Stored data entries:
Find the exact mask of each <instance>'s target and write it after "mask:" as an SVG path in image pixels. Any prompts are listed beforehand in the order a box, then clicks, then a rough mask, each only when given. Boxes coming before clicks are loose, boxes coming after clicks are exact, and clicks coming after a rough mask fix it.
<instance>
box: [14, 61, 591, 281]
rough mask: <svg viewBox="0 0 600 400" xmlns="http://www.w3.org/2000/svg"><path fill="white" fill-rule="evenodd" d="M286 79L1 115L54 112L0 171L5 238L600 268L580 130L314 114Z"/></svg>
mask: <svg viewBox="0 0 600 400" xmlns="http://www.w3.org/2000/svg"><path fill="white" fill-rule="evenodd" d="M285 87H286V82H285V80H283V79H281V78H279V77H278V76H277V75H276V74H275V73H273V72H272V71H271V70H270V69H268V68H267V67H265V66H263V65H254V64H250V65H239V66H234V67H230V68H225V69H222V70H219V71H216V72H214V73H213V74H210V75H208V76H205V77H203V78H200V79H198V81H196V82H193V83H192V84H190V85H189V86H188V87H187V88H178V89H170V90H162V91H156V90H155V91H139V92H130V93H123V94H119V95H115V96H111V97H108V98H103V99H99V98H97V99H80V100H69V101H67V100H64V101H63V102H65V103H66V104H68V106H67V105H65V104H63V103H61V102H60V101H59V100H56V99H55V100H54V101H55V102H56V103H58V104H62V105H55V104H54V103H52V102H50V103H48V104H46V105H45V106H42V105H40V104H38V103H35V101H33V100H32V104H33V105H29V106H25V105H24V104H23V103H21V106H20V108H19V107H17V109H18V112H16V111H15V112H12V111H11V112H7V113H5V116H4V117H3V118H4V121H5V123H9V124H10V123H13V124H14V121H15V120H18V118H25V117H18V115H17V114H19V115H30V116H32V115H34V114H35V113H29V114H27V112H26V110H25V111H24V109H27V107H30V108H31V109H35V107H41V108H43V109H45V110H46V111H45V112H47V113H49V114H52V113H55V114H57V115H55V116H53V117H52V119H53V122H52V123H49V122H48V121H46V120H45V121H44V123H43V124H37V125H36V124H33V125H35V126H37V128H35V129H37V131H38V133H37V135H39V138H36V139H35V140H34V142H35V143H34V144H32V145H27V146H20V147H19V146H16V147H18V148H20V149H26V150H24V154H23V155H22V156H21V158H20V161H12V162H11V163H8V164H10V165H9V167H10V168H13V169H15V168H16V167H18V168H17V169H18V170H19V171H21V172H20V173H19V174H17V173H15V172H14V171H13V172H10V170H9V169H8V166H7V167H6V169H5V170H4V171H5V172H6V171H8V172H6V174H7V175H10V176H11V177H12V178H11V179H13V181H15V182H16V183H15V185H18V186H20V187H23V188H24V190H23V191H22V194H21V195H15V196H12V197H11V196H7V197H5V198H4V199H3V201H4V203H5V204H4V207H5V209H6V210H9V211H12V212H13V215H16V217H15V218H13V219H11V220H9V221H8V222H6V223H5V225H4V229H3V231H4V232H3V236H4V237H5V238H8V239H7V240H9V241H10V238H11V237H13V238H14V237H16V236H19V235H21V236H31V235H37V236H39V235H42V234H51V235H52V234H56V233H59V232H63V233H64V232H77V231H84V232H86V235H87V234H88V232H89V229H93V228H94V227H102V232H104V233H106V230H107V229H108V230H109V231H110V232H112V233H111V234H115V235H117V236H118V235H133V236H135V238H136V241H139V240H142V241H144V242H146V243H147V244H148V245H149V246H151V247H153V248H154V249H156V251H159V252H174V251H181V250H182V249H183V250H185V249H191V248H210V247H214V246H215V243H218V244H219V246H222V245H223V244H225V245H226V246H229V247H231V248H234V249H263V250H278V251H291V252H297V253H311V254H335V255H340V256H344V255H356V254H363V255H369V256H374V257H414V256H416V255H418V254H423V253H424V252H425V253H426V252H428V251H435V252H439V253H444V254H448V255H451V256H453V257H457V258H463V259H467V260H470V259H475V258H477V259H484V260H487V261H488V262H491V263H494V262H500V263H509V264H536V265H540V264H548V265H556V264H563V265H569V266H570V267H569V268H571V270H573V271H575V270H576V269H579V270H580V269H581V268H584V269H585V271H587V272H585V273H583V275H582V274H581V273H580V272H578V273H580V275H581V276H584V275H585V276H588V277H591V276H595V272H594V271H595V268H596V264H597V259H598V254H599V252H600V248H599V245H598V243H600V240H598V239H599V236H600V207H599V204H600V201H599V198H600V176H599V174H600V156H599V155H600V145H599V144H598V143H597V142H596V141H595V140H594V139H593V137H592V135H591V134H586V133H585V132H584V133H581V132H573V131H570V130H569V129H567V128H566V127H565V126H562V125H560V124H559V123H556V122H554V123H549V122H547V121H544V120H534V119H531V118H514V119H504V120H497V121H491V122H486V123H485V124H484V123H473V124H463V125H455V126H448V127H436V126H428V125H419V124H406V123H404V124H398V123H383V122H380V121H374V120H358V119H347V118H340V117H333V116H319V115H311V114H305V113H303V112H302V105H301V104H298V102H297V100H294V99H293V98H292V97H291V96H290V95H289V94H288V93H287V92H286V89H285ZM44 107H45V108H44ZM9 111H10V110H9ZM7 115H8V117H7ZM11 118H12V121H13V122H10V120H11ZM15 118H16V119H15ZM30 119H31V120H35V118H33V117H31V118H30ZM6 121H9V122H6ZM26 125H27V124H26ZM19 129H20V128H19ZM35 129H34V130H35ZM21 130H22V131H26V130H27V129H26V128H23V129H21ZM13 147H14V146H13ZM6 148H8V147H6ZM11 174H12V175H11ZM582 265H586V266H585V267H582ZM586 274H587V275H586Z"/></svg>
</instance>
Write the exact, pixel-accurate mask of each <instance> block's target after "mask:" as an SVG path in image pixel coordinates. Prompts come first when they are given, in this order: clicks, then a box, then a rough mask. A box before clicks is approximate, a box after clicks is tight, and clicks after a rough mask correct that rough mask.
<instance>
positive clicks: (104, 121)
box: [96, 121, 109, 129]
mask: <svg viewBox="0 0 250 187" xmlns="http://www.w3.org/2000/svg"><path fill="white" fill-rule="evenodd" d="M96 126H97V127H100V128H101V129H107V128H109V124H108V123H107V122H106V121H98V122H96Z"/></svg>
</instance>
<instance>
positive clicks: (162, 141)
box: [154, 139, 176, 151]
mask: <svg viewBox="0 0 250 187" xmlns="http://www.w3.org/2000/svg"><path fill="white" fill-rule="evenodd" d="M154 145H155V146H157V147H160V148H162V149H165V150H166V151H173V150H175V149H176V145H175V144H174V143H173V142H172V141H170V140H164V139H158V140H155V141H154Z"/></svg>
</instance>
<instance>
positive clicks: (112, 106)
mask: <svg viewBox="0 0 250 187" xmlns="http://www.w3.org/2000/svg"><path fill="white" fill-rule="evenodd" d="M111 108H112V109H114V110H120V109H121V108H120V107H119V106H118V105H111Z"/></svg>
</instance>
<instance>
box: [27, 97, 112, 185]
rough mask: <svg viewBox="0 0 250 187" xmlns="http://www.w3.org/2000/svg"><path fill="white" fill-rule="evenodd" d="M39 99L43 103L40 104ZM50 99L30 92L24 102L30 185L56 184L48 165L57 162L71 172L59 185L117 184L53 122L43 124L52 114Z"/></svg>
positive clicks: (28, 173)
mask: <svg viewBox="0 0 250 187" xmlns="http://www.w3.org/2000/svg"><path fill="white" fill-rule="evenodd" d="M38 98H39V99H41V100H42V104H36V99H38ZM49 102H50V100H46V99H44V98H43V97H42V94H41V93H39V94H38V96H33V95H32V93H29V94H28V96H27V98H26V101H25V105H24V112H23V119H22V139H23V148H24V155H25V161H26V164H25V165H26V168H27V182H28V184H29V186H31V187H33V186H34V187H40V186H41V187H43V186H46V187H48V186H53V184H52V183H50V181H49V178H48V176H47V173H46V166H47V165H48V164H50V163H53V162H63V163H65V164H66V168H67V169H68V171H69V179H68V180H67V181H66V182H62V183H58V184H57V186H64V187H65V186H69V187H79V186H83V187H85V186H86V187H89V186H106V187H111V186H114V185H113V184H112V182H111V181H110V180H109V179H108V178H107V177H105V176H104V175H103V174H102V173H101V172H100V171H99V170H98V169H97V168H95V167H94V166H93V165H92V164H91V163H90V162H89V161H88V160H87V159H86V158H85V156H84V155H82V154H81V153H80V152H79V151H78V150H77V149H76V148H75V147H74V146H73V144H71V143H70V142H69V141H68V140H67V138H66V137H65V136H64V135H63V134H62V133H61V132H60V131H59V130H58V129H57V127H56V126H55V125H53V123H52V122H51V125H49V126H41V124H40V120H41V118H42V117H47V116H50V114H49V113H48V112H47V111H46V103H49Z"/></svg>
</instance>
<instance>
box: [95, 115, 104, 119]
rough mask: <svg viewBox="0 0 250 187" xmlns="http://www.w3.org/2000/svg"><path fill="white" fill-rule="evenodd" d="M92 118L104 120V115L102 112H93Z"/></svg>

Assignment
Write down exactly the span of lines above from the one containing "box: [154, 139, 176, 151]" to the one containing "box: [27, 97, 112, 185]", both ends included.

Task response
box: [154, 139, 176, 151]
mask: <svg viewBox="0 0 250 187" xmlns="http://www.w3.org/2000/svg"><path fill="white" fill-rule="evenodd" d="M154 145H155V146H157V147H160V148H162V149H165V150H166V151H173V150H175V149H176V145H175V144H174V143H173V142H172V141H170V140H164V139H158V140H155V141H154Z"/></svg>
</instance>
<instance>
positive clicks: (112, 106)
mask: <svg viewBox="0 0 250 187" xmlns="http://www.w3.org/2000/svg"><path fill="white" fill-rule="evenodd" d="M111 108H112V109H114V110H120V109H121V108H120V107H119V106H118V105H111Z"/></svg>
</instance>
<instance>
box: [27, 97, 112, 185]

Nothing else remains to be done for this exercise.